Dataset excerpts on object pointing:
____________
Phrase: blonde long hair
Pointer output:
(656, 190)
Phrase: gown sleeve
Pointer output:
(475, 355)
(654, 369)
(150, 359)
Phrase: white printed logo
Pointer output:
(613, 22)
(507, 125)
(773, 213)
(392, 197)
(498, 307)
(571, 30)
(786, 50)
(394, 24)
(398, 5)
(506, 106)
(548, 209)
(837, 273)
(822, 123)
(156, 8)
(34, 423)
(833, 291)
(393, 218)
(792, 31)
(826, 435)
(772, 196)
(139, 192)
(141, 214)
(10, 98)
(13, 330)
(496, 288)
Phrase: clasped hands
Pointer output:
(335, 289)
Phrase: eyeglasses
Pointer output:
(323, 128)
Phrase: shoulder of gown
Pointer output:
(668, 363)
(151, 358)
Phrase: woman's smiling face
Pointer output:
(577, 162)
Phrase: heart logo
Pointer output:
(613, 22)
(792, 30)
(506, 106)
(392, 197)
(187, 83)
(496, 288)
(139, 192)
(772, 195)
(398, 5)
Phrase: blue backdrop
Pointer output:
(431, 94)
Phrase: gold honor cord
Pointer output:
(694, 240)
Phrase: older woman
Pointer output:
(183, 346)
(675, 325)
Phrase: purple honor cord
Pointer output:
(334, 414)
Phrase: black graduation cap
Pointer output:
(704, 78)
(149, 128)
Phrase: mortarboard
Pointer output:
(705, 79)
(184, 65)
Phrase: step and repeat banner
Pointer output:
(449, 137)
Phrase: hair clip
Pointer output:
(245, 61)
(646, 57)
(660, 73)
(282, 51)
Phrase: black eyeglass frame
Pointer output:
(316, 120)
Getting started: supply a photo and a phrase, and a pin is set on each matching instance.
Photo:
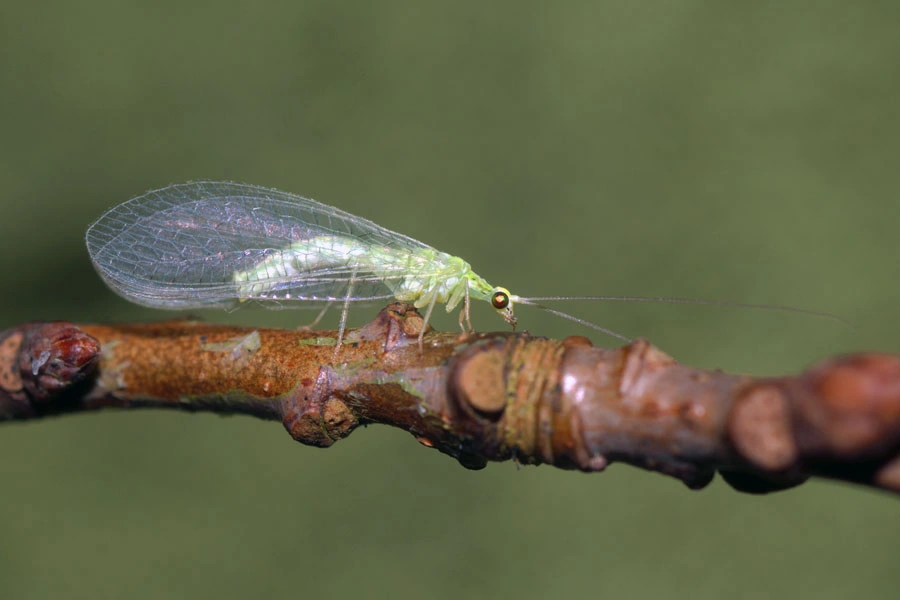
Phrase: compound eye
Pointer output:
(499, 300)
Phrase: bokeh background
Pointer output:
(738, 151)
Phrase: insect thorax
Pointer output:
(411, 275)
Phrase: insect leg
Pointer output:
(344, 311)
(431, 304)
(317, 319)
(464, 313)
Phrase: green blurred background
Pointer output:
(740, 151)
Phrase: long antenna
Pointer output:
(559, 313)
(666, 300)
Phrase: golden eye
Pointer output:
(500, 300)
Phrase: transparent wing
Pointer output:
(180, 246)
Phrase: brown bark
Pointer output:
(483, 397)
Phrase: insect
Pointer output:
(217, 244)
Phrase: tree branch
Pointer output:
(484, 397)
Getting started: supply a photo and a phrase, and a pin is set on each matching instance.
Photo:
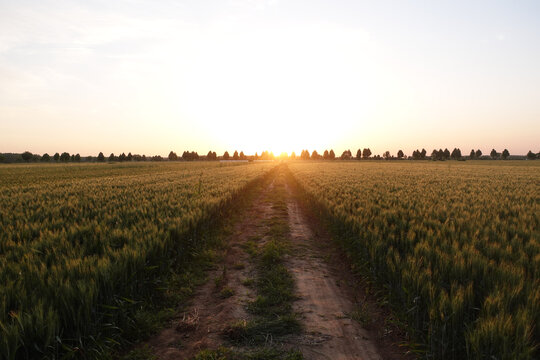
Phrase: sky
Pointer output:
(149, 77)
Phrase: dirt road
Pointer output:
(326, 305)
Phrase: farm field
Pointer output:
(455, 245)
(81, 245)
(452, 247)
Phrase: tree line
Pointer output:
(361, 154)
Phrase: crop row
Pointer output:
(456, 246)
(80, 242)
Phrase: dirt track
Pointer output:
(325, 301)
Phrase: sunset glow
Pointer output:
(152, 77)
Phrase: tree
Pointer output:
(65, 157)
(456, 154)
(366, 153)
(446, 154)
(346, 155)
(173, 156)
(478, 154)
(332, 154)
(27, 156)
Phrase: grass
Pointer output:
(273, 317)
(264, 353)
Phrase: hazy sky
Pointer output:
(154, 76)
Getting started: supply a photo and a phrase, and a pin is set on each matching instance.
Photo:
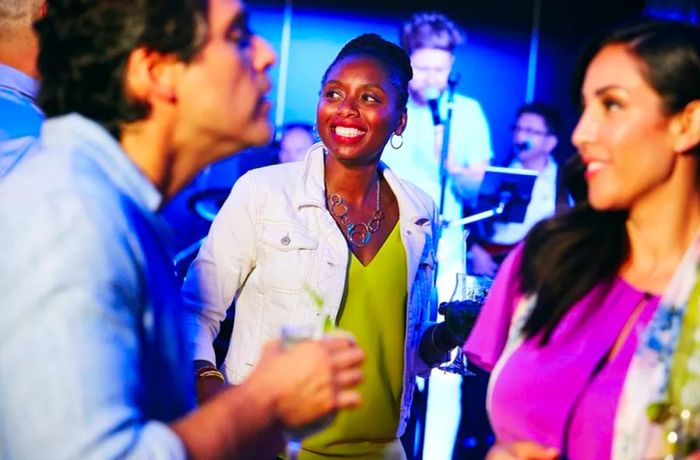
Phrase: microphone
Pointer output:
(431, 96)
(521, 146)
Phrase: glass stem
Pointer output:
(293, 448)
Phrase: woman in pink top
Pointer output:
(587, 316)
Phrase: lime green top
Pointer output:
(374, 310)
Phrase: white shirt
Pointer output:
(542, 205)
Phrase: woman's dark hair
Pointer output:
(85, 45)
(566, 256)
(394, 60)
(430, 30)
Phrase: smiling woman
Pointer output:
(604, 297)
(341, 225)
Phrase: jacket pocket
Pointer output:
(286, 257)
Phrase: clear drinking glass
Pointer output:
(290, 336)
(468, 296)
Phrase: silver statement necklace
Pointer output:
(357, 233)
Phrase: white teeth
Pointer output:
(595, 166)
(347, 132)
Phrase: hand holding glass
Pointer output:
(292, 335)
(460, 315)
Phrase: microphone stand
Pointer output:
(451, 83)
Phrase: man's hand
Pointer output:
(311, 380)
(482, 262)
(522, 450)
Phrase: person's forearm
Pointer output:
(238, 423)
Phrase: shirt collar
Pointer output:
(18, 81)
(89, 139)
(313, 190)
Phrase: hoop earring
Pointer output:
(391, 141)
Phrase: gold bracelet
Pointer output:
(209, 372)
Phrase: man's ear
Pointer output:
(686, 127)
(152, 76)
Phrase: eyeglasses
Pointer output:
(528, 131)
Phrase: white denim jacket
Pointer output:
(273, 241)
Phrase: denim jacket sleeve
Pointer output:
(225, 260)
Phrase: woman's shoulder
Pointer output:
(412, 191)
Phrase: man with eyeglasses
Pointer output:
(140, 96)
(535, 136)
____________
### The problem
Reproduce every row above word for word, leaving out the pictures.

### Correct result
Phrase: blonde long hair
Pointer output:
(656, 190)
Phrase: gown sleeve
Pointer output:
(475, 355)
(654, 369)
(150, 359)
Phrase: white printed logo
Pointer output:
(613, 22)
(507, 125)
(773, 213)
(392, 197)
(498, 307)
(571, 30)
(786, 50)
(394, 24)
(398, 5)
(506, 106)
(548, 209)
(837, 273)
(822, 123)
(156, 8)
(34, 423)
(833, 291)
(393, 218)
(792, 31)
(826, 435)
(772, 196)
(139, 192)
(141, 214)
(10, 98)
(13, 330)
(496, 288)
Phrase: clasped hands
Pointer output:
(335, 289)
Phrase: eyeglasses
Pointer output:
(323, 128)
Phrase: shoulder of gown
Pointer output:
(668, 363)
(151, 358)
Phrase: woman's smiling face
Pointer output:
(577, 162)
Phrase: heart logo
Pointer output:
(613, 22)
(792, 30)
(506, 106)
(392, 197)
(187, 83)
(496, 288)
(139, 192)
(772, 195)
(398, 5)
Phrase: blue backdrop
Pointer output:
(431, 94)
Phrase: gold honor cord
Pointer output:
(694, 240)
Phrase: older woman
Pointer output:
(183, 346)
(675, 325)
Phrase: purple honor cord
Pointer output:
(334, 414)
Phrase: black graduation cap
Pointer output:
(704, 78)
(149, 128)
Phrase: mortarboard
Pointer output:
(705, 79)
(184, 65)
Phrase: step and repeat banner
Pointer output:
(449, 137)
Phrase: hair clip
Pointer output:
(245, 61)
(646, 57)
(660, 73)
(282, 51)
Phrase: black eyeglass frame
Pointer output:
(316, 120)
Getting started: supply a photo and a phrase, and a pin is set on each matching instance.
Photo:
Phrase: compound eye
Pointer output:
(499, 300)
Phrase: bokeh background
Pointer output:
(738, 151)
Phrase: insect thorax
Pointer output:
(411, 275)
Phrase: insect leg
Pointer output:
(344, 311)
(431, 304)
(317, 319)
(464, 313)
Phrase: green blurred background
Pointer output:
(740, 151)
Phrase: long antenna
Pointer output:
(559, 313)
(666, 300)
Phrase: golden eye
Pointer output:
(500, 300)
Phrase: transparent wing
Pointer output:
(180, 246)
Phrase: brown bark
Pointer output:
(483, 397)
Phrase: insect
Pointer output:
(217, 244)
Phrase: tree branch
Pointer output:
(484, 397)
Getting started: supply a photo and a phrase, and a pin is set on each matching instance.
Photo:
Phrase: sky
Pointer output:
(149, 77)
Phrase: dirt road
Pointer output:
(326, 305)
Phrase: farm field
Pointer output:
(455, 245)
(81, 245)
(452, 247)
Phrase: tree line
Pointer output:
(361, 154)
Phrase: crop row
Pointer output:
(456, 246)
(80, 242)
Phrase: dirt track
Pointer output:
(325, 301)
Phrase: sunset glow
Pointer output:
(152, 77)
Phrase: tree
Pointer output:
(65, 157)
(456, 154)
(366, 153)
(446, 154)
(346, 155)
(173, 156)
(478, 154)
(332, 154)
(27, 156)
Phrase: grass
Pointer output:
(273, 317)
(264, 353)
Phrase: hazy sky
Pointer output:
(154, 76)
Getting started: supply a photo and a phrase, and a pin is set on each matching instance.
Photo:
Phrase: microphone
Pointer output:
(431, 96)
(521, 146)
Phrase: glass stem
Pointer output:
(293, 448)
Phrase: woman in pink top
Pointer output:
(587, 316)
Phrase: lime green top
Pointer output:
(374, 310)
Phrase: white shirt
Pointer output:
(542, 205)
Phrase: woman's dark hair
Pointer output:
(85, 45)
(566, 256)
(394, 60)
(430, 30)
Phrase: smiling woman
Pointer output:
(604, 297)
(341, 225)
Phrase: jacket pocket
Pointer output:
(286, 257)
Phrase: clear drinking glass
Pointer output:
(290, 336)
(468, 296)
Phrase: silver statement necklace
Pointer output:
(357, 233)
Phrase: white teeth
Pointer output:
(595, 166)
(347, 132)
Phrase: hand holding glass
Pointer output:
(292, 335)
(460, 315)
Phrase: microphone stand
Pointer output:
(451, 83)
Phrase: man's hand
Pointer output:
(311, 380)
(482, 262)
(522, 450)
Phrase: person's forearm
Pointer output:
(238, 423)
Phrase: shirt collar
Pointer output:
(18, 81)
(89, 139)
(313, 190)
Phrase: hoop earring
Pointer output:
(391, 141)
Phrase: gold bracelet
Pointer output:
(209, 372)
Phrase: man's ear
Pointer output:
(686, 127)
(152, 76)
Phrase: eyeglasses
Pointer output:
(528, 131)
Phrase: white denim jacket
Pointer output:
(273, 241)
Phrase: denim jacket sleeve
Pointer output:
(225, 260)
Phrase: woman's shoulder
Pointer output:
(412, 191)
Phrase: man with eyeglasses
Pointer output:
(140, 96)
(535, 136)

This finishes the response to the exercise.